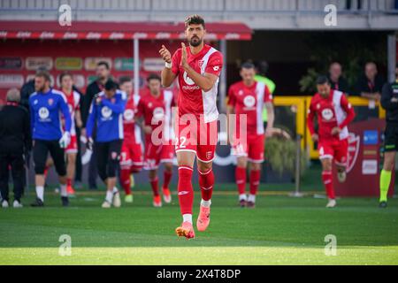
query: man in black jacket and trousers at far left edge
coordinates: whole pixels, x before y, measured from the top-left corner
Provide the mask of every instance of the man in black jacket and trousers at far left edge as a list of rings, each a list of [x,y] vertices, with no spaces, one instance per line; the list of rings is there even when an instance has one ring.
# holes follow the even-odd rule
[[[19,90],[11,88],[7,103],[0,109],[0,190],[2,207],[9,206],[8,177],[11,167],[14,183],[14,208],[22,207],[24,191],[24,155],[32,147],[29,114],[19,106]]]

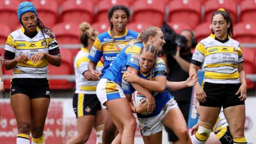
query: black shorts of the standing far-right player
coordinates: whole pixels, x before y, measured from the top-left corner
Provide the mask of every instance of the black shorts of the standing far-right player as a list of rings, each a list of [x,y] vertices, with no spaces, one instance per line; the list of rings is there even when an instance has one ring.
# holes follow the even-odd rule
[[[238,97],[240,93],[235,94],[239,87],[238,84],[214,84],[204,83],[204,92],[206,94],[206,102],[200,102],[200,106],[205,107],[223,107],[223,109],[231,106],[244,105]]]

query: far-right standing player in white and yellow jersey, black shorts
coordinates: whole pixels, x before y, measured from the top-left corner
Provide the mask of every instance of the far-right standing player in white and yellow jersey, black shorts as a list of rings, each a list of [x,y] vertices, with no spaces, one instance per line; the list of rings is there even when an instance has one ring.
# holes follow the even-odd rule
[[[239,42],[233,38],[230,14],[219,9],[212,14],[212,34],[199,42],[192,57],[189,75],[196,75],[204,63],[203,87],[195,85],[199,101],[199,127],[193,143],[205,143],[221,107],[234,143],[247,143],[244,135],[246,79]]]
· · · · · · ·
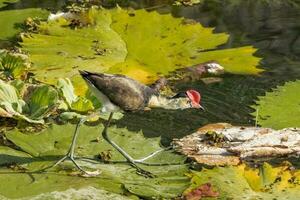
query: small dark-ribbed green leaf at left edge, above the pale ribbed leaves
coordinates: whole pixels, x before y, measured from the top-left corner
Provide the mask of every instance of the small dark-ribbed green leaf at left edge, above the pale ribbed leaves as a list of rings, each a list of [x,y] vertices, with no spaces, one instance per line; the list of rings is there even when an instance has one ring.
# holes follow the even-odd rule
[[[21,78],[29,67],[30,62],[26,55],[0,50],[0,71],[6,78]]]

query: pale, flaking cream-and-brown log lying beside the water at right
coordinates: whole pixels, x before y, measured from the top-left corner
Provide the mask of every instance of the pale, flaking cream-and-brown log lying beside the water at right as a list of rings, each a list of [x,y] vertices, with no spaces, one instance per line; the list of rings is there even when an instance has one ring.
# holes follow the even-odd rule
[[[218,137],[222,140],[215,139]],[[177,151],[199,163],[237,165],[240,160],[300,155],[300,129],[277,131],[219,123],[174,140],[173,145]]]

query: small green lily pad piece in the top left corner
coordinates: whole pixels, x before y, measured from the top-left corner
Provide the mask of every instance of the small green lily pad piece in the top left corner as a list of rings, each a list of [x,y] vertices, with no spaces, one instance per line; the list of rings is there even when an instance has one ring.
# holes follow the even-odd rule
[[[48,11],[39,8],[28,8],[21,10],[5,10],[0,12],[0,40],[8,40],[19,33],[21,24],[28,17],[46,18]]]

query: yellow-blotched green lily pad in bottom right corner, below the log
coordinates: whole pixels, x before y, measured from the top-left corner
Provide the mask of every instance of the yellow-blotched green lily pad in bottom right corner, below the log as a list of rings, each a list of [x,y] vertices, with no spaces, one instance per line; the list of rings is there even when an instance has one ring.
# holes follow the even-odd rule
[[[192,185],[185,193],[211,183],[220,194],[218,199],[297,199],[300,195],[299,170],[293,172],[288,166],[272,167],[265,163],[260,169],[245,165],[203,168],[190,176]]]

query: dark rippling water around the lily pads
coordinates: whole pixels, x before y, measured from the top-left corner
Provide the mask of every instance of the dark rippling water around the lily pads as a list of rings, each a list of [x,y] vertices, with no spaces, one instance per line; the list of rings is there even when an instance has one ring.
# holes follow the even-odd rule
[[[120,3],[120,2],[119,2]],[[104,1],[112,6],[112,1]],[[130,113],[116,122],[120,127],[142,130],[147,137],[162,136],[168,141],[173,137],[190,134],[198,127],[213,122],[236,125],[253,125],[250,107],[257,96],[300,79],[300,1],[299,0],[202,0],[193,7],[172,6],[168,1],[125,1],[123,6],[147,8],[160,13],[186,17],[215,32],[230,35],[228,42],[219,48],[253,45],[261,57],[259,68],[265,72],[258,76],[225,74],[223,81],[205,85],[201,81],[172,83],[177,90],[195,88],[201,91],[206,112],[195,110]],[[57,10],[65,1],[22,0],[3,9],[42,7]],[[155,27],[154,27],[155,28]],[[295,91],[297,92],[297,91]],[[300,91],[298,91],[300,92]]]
· · · · · · ·
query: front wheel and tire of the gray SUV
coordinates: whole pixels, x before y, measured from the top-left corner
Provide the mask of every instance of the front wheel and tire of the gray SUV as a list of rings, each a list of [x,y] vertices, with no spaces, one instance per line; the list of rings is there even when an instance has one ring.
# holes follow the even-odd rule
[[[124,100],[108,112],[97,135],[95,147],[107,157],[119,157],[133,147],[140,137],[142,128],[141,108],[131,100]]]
· · · · · · ·
Reproduce only the lines above spanning from the line containing "Provide the mask of every instance of the pale, flaking" through the line containing "Provide the mask of every instance of the dark", word for word.

Provide the mask of every instance of the pale, flaking cream-and-brown log lying beside the water at right as a list of rings, each a list of [x,y] vertices, with no spaces, one instance per line; the list of rings is there even when an instance has one ring.
# holes follow the even-odd rule
[[[218,137],[222,140],[215,139]],[[177,151],[199,163],[237,165],[240,160],[300,155],[300,129],[277,131],[219,123],[174,140],[173,145]]]

query: small green lily pad piece in the top left corner
coordinates: whole pixels, x before y, measured from the top-left corner
Provide the mask of every instance of the small green lily pad piece in the top left corner as a list of rings, each a list of [x,y] vertices, with no spaces, one instance per line; the list of rings is there even when an instance has one ring.
# holes follow the even-odd rule
[[[48,11],[39,8],[28,8],[21,10],[5,10],[0,12],[0,40],[8,40],[19,33],[21,24],[28,17],[46,18]]]

query: yellow-blotched green lily pad in bottom right corner, below the log
coordinates: whole pixels, x before y, measured from the top-left corner
Provide the mask of every instance of the yellow-blotched green lily pad in bottom right corner, below the log as a list of rings, each a list of [x,y] vertices, with no spaces, one instance per line; the list of rings is there even when an instance has one ring.
# holes follow the even-odd rule
[[[192,185],[185,193],[211,183],[220,194],[218,199],[297,199],[300,195],[299,170],[293,172],[288,166],[272,167],[265,163],[260,169],[245,165],[203,168],[190,176]]]

query: dark rippling water around the lily pads
coordinates: whole pixels, x before y, measured from the top-left corner
Provide the mask of every instance of the dark rippling water around the lily pads as a list of rings, each a list of [x,y] vertices, with no spaces, one instance per line; the list of rings is there even when an instance has one ring.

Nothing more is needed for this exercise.